#### EXERCISE BRIEF
Please copy each line of the records below that holds the word "flower".

Point localization data
----------

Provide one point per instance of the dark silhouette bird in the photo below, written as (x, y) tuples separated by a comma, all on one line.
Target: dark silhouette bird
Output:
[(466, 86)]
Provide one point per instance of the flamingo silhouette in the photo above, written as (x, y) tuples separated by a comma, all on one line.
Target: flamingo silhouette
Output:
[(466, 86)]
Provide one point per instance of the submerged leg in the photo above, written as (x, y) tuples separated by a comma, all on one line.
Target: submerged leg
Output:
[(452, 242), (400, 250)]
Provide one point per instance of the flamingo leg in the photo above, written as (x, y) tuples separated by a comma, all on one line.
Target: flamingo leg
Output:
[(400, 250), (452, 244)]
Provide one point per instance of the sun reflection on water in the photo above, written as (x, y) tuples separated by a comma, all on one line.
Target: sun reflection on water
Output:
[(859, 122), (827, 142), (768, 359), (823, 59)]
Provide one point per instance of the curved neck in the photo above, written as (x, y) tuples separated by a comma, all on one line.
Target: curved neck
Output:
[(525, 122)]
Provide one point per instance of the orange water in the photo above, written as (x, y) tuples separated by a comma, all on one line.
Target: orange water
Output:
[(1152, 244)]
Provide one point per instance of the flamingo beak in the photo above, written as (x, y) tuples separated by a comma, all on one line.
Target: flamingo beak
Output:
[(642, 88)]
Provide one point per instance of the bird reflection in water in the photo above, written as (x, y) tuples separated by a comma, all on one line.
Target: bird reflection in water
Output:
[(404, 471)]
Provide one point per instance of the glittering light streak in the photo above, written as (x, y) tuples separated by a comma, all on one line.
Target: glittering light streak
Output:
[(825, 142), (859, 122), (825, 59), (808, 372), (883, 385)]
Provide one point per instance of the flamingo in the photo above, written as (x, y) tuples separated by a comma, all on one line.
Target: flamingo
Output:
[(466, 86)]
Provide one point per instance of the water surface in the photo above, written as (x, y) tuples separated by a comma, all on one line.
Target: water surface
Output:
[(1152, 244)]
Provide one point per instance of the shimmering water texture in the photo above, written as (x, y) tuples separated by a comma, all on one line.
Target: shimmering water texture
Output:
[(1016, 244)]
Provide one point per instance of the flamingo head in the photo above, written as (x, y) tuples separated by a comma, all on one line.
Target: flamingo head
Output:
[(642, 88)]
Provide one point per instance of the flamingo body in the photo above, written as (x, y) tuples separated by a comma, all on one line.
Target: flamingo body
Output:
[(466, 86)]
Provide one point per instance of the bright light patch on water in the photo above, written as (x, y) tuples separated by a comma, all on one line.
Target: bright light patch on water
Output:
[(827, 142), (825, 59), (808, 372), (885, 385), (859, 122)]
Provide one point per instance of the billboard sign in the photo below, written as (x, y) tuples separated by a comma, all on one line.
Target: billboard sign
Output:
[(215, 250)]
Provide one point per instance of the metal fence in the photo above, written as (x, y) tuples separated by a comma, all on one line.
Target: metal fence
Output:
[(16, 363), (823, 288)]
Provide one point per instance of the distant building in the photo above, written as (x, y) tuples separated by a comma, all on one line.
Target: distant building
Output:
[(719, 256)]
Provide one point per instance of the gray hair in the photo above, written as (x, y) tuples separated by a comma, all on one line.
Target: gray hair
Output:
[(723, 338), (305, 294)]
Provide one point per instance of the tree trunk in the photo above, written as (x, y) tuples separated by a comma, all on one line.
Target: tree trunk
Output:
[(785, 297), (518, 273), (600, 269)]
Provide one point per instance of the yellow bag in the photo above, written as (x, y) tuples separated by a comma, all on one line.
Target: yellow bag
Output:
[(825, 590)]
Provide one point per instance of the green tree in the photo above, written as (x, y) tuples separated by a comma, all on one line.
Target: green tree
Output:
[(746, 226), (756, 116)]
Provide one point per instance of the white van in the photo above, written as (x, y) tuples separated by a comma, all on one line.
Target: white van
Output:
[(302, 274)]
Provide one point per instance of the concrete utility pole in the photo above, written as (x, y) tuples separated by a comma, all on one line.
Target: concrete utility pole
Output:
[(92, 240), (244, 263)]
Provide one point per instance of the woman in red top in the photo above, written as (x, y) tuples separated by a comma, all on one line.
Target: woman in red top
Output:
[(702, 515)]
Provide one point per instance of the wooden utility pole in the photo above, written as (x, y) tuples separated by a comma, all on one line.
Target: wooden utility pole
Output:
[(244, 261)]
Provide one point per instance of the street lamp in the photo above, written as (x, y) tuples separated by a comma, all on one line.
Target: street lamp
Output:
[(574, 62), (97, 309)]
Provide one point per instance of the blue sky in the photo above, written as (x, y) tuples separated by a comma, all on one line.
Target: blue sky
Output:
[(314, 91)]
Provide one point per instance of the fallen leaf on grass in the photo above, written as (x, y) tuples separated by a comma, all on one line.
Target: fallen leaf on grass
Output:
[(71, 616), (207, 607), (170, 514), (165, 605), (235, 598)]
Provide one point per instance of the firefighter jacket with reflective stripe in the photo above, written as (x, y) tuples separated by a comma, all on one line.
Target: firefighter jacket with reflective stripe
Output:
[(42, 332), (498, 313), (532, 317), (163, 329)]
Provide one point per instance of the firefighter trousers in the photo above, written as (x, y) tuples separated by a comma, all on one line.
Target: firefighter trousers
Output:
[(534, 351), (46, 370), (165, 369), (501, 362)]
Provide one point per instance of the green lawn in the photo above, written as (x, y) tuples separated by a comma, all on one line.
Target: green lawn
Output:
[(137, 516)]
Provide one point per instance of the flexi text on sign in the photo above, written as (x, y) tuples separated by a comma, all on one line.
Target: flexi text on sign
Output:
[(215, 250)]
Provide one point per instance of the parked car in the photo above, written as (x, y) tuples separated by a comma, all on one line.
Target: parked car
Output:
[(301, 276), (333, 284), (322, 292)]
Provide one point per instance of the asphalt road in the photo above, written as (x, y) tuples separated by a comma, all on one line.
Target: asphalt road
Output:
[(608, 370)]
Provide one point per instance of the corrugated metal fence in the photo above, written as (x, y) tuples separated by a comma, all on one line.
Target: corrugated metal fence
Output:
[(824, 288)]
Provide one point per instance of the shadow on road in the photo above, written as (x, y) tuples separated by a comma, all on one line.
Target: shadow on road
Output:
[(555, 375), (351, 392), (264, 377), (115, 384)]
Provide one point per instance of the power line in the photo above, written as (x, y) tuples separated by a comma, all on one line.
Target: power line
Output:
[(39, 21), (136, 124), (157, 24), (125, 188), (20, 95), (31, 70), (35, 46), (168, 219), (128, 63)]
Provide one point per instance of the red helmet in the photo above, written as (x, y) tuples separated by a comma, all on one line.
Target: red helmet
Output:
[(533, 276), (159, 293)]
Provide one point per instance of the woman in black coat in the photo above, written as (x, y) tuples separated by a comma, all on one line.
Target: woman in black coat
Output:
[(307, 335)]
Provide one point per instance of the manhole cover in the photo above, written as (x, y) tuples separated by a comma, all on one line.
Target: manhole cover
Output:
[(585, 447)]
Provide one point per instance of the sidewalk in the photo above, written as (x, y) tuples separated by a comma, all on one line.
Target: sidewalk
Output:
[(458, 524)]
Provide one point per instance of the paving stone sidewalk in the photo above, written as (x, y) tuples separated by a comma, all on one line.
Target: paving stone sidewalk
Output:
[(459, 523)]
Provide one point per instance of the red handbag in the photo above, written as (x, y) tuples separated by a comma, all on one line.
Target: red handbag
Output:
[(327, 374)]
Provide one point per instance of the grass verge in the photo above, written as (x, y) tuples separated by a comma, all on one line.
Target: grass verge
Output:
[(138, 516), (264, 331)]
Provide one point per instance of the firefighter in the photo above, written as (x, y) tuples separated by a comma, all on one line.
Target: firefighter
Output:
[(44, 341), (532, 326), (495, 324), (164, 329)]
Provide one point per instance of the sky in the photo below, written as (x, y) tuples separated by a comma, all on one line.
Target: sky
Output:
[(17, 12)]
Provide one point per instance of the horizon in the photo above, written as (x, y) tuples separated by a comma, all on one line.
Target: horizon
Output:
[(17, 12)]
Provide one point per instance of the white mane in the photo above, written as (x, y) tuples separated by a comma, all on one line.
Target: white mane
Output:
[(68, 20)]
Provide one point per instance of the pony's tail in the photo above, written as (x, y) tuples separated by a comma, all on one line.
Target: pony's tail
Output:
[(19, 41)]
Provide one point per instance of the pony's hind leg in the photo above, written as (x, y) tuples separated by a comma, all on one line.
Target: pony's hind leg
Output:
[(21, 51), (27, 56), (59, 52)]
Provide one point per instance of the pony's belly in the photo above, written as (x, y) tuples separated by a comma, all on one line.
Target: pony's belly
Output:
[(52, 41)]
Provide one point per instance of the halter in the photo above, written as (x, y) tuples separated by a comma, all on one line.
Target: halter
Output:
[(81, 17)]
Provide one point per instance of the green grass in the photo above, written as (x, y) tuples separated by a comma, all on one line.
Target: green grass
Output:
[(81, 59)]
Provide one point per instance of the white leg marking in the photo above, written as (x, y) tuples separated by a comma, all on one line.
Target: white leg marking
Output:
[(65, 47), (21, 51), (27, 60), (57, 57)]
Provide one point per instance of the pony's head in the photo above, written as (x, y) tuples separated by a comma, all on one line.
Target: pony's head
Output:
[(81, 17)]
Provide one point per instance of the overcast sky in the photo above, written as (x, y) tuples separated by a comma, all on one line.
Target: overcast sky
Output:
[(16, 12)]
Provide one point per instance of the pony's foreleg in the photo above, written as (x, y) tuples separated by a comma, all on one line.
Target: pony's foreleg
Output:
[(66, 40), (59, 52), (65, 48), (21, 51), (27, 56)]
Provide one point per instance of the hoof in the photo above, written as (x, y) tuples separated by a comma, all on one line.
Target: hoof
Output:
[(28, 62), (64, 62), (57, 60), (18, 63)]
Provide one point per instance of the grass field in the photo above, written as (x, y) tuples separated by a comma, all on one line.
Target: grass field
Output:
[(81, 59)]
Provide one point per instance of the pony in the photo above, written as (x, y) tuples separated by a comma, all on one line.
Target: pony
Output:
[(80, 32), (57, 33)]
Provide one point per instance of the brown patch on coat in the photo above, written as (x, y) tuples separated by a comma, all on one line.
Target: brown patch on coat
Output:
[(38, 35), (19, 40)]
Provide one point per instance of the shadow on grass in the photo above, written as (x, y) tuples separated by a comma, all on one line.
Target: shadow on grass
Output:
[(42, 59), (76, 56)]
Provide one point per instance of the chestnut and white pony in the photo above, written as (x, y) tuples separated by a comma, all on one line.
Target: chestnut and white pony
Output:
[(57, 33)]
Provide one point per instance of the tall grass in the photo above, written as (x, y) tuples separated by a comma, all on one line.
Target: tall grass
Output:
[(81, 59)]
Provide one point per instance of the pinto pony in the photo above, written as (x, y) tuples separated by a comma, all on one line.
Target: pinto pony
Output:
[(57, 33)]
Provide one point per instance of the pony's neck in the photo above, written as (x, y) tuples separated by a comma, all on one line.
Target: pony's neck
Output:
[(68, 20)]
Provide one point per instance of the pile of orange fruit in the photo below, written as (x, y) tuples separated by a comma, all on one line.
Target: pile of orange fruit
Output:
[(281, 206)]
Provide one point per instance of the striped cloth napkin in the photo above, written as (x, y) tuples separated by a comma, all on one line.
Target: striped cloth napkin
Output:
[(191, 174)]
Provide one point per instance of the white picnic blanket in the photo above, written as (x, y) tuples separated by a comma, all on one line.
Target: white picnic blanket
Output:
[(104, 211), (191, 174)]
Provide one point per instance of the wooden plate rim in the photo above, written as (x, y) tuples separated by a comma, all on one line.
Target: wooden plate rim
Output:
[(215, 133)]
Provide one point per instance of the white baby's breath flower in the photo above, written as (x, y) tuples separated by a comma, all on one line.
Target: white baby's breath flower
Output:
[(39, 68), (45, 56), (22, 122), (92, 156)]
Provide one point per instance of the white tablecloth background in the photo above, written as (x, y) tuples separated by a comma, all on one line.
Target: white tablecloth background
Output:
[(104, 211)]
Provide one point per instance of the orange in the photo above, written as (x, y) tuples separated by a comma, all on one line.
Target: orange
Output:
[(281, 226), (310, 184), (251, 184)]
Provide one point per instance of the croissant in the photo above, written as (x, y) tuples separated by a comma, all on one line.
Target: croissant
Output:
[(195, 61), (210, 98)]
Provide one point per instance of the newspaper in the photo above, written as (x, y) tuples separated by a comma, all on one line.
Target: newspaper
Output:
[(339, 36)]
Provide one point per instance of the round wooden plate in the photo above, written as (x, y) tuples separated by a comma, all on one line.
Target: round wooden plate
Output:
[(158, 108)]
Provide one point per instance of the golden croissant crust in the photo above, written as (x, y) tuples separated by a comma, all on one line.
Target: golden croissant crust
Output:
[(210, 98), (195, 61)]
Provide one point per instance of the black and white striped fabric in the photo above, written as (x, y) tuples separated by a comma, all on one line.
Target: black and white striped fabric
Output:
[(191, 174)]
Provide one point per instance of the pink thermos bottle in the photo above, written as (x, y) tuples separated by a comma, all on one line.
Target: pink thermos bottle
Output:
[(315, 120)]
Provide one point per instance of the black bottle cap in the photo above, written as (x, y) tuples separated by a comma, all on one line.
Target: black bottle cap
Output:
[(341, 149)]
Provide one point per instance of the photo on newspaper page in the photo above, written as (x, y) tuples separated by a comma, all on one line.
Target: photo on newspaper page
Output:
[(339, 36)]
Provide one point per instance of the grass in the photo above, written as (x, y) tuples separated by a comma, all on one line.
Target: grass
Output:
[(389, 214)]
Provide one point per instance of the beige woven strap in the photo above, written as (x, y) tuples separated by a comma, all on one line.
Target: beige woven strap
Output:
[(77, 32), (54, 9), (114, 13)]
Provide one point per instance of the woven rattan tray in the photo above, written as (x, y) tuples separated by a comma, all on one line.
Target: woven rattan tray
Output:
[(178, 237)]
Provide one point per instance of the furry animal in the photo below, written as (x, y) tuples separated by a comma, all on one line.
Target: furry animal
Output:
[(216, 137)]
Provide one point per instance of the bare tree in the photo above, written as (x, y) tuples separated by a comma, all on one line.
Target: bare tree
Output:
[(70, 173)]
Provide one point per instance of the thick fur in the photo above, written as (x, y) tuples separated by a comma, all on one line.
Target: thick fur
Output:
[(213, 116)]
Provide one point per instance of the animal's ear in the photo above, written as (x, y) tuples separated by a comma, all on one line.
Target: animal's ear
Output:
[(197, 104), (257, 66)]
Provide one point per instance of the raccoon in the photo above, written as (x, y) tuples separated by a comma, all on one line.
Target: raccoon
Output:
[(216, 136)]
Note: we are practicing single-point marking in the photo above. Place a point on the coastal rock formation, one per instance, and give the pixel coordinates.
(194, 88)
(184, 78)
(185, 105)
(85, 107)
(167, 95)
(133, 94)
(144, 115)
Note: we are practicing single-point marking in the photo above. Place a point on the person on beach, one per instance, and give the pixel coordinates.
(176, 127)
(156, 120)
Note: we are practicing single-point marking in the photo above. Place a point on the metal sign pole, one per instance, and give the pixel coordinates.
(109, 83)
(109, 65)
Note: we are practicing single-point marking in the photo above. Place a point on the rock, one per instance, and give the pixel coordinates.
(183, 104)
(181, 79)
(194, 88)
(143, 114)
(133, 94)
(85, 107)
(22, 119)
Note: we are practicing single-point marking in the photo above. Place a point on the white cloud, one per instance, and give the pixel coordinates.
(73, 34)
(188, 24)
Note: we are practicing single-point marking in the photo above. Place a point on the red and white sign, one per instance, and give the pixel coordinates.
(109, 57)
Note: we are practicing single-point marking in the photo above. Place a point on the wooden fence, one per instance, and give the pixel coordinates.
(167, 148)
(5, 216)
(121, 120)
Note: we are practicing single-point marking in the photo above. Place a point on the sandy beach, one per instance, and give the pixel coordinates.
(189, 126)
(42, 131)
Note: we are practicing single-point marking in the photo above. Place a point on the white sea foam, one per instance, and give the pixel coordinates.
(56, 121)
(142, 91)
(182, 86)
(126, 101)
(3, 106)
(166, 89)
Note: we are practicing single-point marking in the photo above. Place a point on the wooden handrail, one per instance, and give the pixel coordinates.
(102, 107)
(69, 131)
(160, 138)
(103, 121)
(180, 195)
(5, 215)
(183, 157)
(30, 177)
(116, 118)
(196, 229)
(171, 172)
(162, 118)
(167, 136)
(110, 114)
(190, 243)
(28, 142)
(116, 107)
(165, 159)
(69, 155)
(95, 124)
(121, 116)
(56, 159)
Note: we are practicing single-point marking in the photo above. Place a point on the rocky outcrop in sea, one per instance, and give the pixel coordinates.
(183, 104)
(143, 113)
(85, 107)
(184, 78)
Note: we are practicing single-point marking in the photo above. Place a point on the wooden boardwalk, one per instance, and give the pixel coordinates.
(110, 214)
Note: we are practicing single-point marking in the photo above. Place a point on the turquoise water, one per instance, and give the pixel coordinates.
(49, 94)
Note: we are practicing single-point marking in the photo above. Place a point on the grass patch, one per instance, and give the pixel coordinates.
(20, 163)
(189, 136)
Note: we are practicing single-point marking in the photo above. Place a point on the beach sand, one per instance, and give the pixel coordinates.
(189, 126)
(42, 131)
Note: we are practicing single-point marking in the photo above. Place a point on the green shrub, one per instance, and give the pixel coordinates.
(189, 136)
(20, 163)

----------

#### EXERCISE ANSWER
Provide one point per instance of the white baby's breath flower in the photo above, written as (x, y) tuples separated by a comma, all on one line.
Target: white baby's breath flower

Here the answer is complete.